--- begin Document ---
I might actually be stupid enough to join you on this if Cannon picks up a few inches.  I'll get back to you on Tuesday.


----------



## powderfreak (Oct 19, 2008)

awf170 said:


> I might actually be stupid enough to join you on this if Cannon picks up a few inches.  I'll get back to you on Tuesday.



If the 12z GFS is correct, it'll be more than a couple inches.  GFS is now much further south and slightly wetter with its solution.  I'm going to wait a couple of runs to see if there's any continuity but I'd have to increase snowfall if this were correct (especially in the Whites as Atlantic moisture gets involved).

-Scott


----------



## riverc0il (Oct 19, 2008)
--- end Document ---
--- begin Supplied material ---
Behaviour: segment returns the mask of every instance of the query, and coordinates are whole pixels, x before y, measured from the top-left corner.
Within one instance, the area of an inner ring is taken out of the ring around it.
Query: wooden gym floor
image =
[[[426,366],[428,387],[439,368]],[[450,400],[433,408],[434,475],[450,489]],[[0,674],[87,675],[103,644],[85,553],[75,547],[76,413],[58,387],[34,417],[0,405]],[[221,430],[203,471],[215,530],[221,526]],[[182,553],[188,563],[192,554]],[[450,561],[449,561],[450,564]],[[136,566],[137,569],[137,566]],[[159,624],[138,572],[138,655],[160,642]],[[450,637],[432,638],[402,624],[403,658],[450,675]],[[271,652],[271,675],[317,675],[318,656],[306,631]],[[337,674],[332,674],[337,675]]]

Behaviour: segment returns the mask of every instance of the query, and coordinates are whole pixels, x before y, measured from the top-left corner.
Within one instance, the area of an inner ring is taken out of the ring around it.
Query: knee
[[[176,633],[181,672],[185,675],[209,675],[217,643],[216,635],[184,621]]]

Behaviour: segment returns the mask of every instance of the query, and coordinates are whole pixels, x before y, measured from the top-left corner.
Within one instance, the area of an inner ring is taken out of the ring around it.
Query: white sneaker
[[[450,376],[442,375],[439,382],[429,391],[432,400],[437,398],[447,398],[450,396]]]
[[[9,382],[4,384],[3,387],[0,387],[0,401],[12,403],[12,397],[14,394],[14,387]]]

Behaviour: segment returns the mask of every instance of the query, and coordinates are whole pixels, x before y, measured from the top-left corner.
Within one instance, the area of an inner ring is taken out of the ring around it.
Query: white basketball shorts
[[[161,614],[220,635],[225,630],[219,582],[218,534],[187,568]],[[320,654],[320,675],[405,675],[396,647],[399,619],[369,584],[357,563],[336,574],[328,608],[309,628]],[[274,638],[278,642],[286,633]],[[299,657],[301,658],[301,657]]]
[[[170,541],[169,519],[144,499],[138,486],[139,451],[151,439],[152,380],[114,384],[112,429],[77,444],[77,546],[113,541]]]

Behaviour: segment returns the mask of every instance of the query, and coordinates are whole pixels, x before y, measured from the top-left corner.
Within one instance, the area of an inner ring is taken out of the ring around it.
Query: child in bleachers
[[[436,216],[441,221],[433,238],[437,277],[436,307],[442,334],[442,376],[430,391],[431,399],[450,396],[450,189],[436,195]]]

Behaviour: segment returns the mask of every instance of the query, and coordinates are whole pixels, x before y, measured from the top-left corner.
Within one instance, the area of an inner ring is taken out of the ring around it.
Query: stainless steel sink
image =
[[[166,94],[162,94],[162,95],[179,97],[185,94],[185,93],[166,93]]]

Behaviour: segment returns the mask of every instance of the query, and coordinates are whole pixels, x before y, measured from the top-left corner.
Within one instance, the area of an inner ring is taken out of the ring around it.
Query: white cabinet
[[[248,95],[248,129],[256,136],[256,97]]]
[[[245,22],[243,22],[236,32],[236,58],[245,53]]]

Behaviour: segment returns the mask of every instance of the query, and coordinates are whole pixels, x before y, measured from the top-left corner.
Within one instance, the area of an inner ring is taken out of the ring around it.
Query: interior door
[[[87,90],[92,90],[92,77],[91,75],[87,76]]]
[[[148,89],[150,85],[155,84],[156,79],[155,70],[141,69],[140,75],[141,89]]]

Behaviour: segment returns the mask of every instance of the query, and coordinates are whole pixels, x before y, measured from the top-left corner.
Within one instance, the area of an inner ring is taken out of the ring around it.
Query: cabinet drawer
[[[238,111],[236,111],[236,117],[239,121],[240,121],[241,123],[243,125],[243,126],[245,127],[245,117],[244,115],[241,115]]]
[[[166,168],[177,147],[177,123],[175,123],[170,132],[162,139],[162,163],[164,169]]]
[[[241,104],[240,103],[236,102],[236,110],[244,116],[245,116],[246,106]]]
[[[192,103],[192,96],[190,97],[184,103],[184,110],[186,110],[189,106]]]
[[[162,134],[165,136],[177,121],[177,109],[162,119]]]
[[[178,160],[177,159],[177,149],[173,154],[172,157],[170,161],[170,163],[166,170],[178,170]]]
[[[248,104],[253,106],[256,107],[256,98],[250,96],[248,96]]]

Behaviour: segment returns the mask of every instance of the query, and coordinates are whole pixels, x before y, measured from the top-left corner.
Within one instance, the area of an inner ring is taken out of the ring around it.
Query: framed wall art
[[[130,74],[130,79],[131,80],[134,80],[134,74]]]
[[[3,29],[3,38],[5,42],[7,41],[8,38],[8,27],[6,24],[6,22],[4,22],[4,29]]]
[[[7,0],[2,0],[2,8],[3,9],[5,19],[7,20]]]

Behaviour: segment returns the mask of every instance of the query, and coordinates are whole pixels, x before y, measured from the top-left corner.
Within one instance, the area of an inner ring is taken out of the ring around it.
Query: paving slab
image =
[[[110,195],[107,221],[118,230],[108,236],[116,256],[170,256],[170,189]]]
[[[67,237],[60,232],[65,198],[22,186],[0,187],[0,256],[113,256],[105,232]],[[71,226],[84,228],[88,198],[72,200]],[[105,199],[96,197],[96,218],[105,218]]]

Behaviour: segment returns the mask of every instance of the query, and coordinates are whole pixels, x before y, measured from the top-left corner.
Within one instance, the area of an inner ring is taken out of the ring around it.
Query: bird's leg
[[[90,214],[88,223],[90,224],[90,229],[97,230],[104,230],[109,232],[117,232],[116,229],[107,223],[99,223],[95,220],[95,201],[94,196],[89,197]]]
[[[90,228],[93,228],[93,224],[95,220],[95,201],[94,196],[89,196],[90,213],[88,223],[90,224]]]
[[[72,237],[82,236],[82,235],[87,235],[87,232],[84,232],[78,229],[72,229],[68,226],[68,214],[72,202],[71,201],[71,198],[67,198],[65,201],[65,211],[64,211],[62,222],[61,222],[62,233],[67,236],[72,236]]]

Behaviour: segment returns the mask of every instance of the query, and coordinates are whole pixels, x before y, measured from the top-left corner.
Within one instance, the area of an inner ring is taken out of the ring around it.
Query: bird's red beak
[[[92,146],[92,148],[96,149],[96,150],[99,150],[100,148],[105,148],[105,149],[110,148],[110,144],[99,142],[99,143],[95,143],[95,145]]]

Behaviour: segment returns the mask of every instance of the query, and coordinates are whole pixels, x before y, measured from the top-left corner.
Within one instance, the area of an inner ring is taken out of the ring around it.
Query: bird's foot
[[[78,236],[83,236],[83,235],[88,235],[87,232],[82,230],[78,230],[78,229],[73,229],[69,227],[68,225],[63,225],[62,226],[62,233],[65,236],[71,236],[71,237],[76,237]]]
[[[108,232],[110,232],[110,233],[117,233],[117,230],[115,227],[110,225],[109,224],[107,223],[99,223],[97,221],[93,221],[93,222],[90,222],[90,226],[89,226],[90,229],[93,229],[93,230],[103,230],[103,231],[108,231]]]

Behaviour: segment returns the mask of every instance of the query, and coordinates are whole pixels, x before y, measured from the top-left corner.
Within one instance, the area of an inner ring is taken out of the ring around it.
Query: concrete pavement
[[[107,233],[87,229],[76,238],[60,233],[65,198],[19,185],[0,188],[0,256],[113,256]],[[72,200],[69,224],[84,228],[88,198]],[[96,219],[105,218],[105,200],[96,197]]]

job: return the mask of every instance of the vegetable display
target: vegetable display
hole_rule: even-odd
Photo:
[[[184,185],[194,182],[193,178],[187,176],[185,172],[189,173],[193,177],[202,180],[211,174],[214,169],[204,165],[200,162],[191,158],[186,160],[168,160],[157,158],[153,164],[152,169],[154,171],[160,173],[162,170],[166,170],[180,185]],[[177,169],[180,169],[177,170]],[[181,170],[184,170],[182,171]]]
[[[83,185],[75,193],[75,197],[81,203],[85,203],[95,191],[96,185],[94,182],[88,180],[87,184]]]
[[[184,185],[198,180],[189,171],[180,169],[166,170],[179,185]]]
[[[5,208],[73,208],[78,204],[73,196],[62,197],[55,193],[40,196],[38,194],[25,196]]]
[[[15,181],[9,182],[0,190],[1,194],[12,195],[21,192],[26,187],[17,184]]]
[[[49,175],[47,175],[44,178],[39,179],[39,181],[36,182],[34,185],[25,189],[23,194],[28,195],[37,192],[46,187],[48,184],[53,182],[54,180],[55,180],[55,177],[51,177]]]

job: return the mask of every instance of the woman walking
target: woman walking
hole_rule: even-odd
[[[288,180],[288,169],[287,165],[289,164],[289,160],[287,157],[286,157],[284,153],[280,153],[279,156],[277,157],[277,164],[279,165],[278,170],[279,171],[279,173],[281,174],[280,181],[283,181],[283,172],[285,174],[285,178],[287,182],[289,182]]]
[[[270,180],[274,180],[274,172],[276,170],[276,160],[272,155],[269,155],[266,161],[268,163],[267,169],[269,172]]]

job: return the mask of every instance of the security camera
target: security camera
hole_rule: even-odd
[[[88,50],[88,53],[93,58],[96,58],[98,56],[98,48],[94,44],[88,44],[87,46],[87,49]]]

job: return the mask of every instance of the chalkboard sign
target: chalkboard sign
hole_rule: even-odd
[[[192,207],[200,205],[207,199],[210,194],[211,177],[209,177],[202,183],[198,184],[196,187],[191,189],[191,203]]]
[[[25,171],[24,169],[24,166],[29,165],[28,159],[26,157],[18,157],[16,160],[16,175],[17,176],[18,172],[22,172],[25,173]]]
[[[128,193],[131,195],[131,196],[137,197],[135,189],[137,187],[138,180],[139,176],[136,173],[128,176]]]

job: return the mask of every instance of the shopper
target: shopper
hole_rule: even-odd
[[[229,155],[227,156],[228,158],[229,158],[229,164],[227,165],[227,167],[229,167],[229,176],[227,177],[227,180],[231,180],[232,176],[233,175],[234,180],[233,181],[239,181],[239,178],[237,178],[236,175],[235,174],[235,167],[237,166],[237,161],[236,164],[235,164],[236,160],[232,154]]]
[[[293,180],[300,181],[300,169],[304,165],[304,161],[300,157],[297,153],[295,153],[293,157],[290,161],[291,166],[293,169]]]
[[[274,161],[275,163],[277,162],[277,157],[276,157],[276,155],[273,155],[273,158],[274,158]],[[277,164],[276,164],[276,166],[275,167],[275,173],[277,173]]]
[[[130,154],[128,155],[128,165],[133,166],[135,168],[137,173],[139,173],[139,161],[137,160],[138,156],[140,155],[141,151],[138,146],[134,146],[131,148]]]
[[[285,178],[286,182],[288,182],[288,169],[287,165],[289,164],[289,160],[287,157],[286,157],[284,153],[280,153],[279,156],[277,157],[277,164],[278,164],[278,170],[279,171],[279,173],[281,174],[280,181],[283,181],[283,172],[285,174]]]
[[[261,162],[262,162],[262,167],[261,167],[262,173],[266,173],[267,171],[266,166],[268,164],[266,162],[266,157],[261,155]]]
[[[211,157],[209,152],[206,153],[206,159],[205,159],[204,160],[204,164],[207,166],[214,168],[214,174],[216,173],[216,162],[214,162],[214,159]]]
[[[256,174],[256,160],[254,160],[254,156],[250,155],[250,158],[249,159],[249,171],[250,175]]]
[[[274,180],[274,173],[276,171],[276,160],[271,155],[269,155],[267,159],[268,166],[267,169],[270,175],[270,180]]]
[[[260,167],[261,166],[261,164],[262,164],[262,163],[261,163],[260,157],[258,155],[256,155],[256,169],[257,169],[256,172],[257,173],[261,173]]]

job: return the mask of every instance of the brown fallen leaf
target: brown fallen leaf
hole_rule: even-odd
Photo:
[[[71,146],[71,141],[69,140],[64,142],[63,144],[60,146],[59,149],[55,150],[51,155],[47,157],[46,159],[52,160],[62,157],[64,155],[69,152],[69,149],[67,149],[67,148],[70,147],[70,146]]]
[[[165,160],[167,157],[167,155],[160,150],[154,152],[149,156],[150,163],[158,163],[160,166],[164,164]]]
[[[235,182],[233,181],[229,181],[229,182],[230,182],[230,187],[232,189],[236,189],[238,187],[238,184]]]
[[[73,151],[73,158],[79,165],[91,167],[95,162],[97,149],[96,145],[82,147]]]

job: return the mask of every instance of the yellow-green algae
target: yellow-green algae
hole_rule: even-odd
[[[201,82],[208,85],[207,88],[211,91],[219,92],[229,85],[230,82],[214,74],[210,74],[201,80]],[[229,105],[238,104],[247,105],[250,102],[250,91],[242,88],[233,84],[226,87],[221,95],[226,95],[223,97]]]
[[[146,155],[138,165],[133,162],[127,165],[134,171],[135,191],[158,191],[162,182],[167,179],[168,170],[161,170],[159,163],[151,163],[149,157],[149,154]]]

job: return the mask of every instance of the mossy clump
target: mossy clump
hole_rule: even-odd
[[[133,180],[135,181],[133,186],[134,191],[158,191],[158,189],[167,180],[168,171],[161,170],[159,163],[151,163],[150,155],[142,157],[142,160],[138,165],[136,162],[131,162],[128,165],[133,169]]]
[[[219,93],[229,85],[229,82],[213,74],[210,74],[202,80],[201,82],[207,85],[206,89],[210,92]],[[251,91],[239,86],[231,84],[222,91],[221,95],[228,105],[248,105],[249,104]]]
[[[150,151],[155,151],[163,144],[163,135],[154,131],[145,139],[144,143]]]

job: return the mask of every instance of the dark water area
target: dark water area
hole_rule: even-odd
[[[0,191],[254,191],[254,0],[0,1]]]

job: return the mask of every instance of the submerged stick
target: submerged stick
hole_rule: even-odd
--- end Supplied material ---
Resume the forum thread about the snowfall forecast, starting after its last line.

Boo yea. Whites pulling it in for the early season! Keep us posted. I'd like to see half a foot to truly make a dawn patrol worth the supreme effort and early wake up call. Though a minimum of 4" would make it a questionable call. All depends how low in elevation the temp break is between full on snow versus mixing or limited snow.


----------



## billski (Oct 19, 2008)

All is well in the world again.  
This picture is suitable for framing.....


----------



## powderfreak (Oct 21, 2008)

This is most likely over-done, but so nice to see snow accums in the gridded
database...

NWS forecast for Mt Mansfield:

Today: Rain showers before 2pm, then rain and snow showers between 2pm and
3pm, then snow showers after 3pm. High near 35. South wind between 7 and 9
mph. Chance of precipitation is 100%. Total daytime snow accumulation of 1
to 2 inches possible.

Tonight: Snow showers. Low around 28. East wind between 14 and 16 mph.
Chance of precipitation is 100%. New snow accumulation of 3 to 7 inches
possible.

Wednesday: Snow showers likely, mainly before 11am. Cloudy, with a high near
29. North wind between 15 and 17 mph. Chance of precipitation is 70%. New
snow accumulation of 1 to 2 inches possible.

-Scott


----------



## billski (Oct 21, 2008)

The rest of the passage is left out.